- [Task]: Extract, exactly as written, all lines of the material below from the line that includes "Please annotate the distant" through its last line.

- [Task material]:
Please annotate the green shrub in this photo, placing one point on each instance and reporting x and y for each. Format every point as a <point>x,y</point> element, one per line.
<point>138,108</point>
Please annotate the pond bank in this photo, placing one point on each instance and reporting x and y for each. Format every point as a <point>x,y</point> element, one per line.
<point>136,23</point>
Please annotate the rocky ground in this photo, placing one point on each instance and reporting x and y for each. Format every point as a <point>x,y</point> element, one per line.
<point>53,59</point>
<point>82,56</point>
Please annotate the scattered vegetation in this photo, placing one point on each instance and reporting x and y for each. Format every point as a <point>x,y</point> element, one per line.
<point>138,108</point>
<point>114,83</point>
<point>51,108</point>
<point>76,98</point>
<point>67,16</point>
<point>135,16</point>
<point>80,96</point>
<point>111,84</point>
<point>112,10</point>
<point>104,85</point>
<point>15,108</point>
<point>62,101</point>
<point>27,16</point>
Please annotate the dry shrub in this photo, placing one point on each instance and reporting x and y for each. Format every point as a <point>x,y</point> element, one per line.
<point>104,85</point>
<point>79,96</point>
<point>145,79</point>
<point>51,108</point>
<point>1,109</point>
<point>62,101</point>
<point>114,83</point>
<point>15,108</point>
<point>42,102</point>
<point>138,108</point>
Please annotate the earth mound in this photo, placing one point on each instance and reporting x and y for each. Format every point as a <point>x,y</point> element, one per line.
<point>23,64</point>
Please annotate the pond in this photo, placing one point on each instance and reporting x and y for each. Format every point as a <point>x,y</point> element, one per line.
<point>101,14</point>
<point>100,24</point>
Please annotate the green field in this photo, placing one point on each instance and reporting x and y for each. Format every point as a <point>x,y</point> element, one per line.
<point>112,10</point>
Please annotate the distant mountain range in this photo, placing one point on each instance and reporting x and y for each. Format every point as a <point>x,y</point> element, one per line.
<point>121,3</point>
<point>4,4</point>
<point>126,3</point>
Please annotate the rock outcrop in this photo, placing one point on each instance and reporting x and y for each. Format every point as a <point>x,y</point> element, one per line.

- [Output for this task]:
Please annotate the distant mountain range in this photo, placing one point on each instance and reporting x and y for each. Format every point as a <point>x,y</point> element, one per line.
<point>121,3</point>
<point>4,4</point>
<point>126,3</point>
Please annotate the rock outcrop in this photo, placing one point on each instance and reporting x and y for each. Format every point as a <point>x,y</point> element, one per line.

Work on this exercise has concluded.